[Uma sequência de dados]
§

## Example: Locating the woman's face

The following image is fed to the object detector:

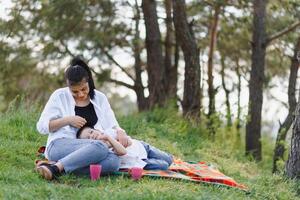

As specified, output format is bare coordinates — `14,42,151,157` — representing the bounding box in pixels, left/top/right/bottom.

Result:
69,80,90,101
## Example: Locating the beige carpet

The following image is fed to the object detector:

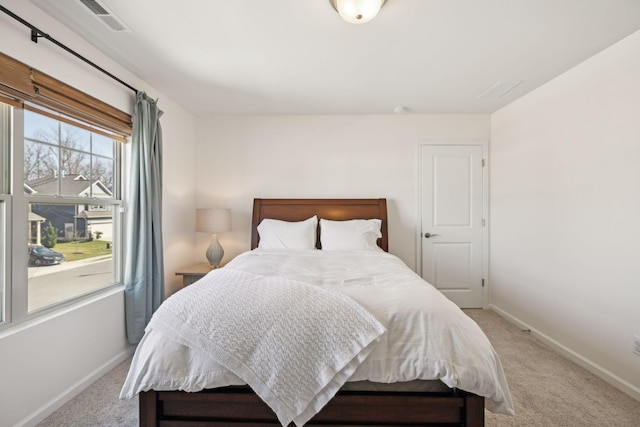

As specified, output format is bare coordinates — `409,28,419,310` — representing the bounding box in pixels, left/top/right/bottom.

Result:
38,310,640,427
465,310,640,427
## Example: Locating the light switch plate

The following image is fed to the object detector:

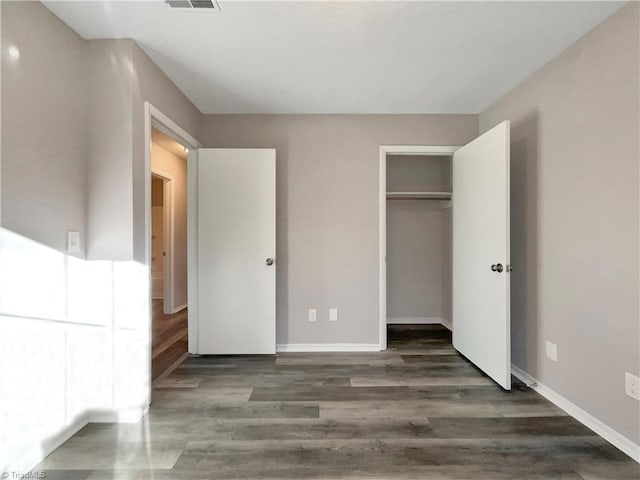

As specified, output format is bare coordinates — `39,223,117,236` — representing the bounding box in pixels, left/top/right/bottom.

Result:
67,230,80,253
624,372,640,401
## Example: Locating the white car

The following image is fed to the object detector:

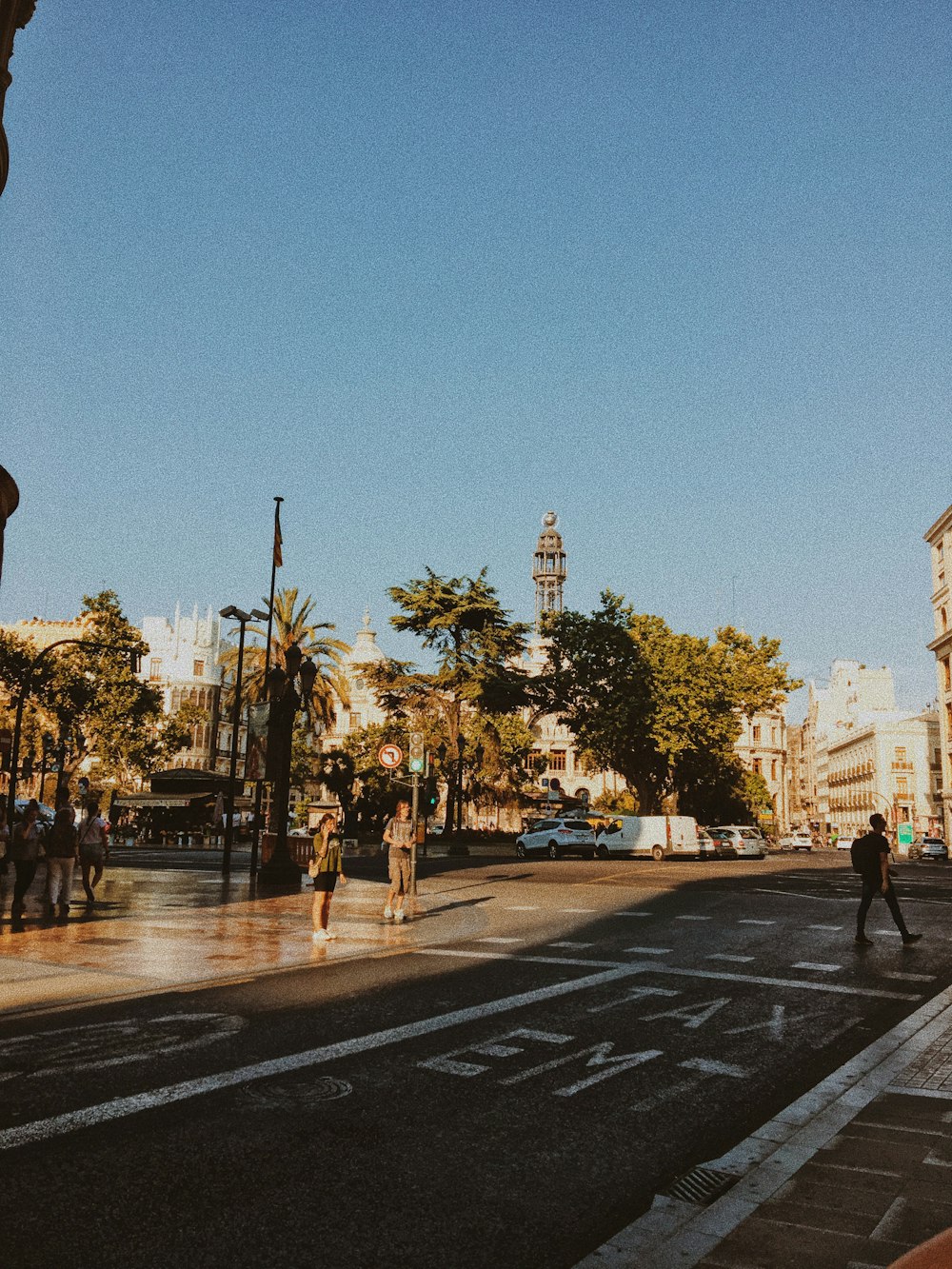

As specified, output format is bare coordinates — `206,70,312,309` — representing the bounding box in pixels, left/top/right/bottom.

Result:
781,828,814,850
515,817,595,859
709,823,766,859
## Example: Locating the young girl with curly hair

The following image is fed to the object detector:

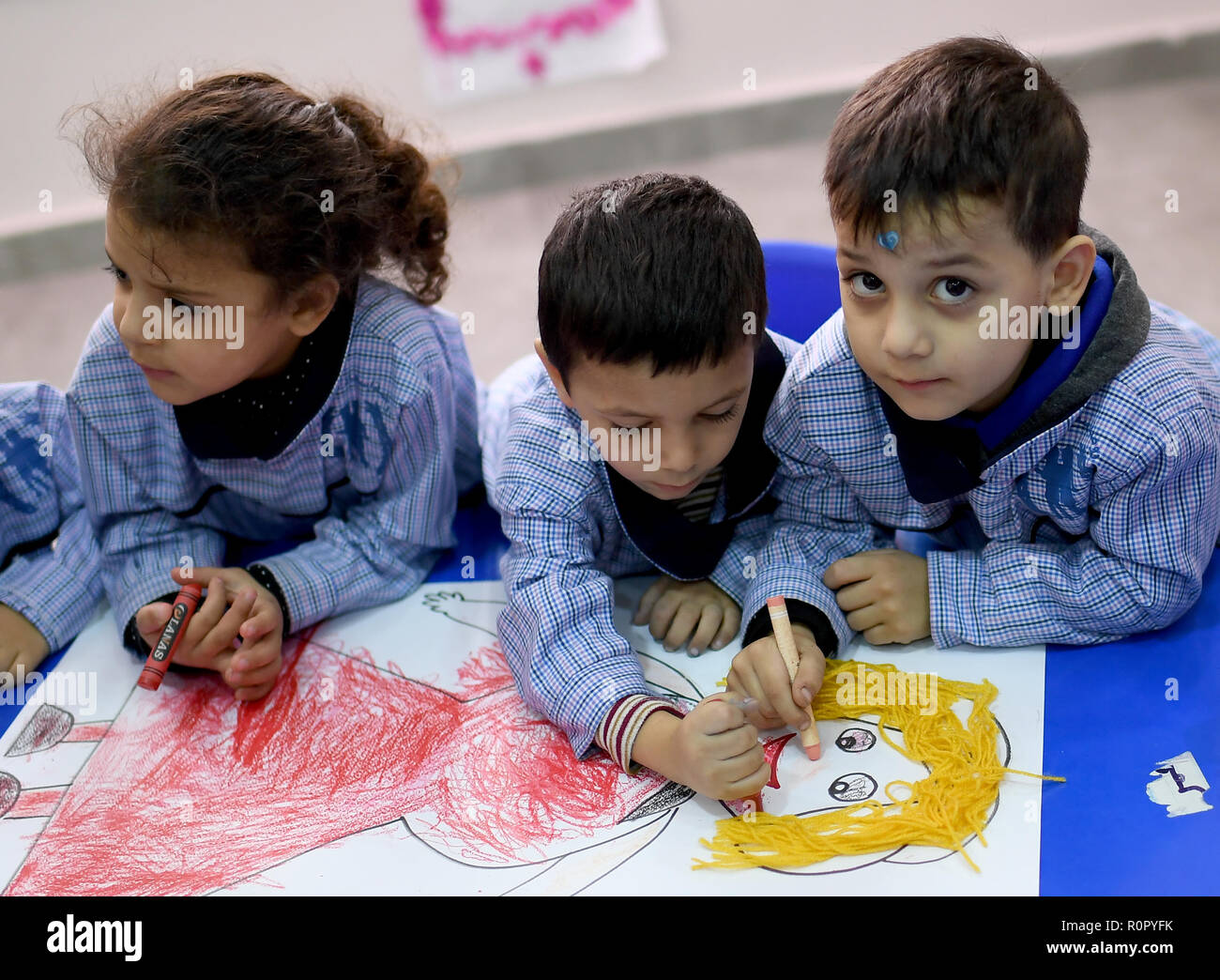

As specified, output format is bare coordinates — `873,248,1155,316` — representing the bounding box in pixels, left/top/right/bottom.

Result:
68,73,480,700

§

→ **O que fazer**: Reproduza sem alterações o trecho que vai da linha que contém "## Example: Locating the light switch plate" até a linha que contém "67,230,80,253", incluindo as duas. Deixe as imagens fora da resposta.

→ **Resposta do exercício**:
## Example: Locating the light switch plate

The following image is fed to the object detector:


As specified, output format is bare coordinates — `39,223,117,236` — representing the bounding box in pixels, left/top/right/bottom.

Result:
67,230,80,253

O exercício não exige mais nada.